→ DATA FOR PROCESSING:
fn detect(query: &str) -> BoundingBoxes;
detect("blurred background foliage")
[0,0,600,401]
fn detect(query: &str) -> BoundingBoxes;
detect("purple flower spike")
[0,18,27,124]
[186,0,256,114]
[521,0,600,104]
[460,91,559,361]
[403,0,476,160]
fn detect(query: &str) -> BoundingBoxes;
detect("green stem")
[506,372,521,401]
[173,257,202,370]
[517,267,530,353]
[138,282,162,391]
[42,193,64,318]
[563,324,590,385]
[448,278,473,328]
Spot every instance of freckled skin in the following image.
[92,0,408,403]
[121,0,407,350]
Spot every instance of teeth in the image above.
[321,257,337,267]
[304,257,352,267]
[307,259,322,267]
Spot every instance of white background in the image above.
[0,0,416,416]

→ TO DO:
Could you write out every line above again, changing only the bounding-box coordinates in the answers by scaling each one by 2 and rounding to a whole number, with halves rounded up?

→ COMPLETED EXERCISE:
fn detect(query: &str) -> BoundingBoxes;
detect("blurred background foliage")
[0,0,1200,802]
fn detect(query: &str) -> BoundingBoxes;
detect("purple flower spike")
[0,36,54,248]
[372,0,512,228]
[1042,0,1200,208]
[920,182,1118,722]
[806,0,952,320]
fn detect(query: &str) -> BoundingBoxes;
detect("green stem")
[1012,744,1042,802]
[346,514,404,740]
[1034,534,1060,706]
[276,564,324,782]
[84,386,128,636]
[1126,648,1180,770]
[896,556,946,656]
Spot every instance of freckled skin in the following image.
[184,0,816,806]
[242,0,814,700]
Spot every instance of teeth in the image above.
[642,514,674,534]
[608,514,704,534]
[614,518,644,534]
Spot every instance of white background in the image above.
[0,0,832,832]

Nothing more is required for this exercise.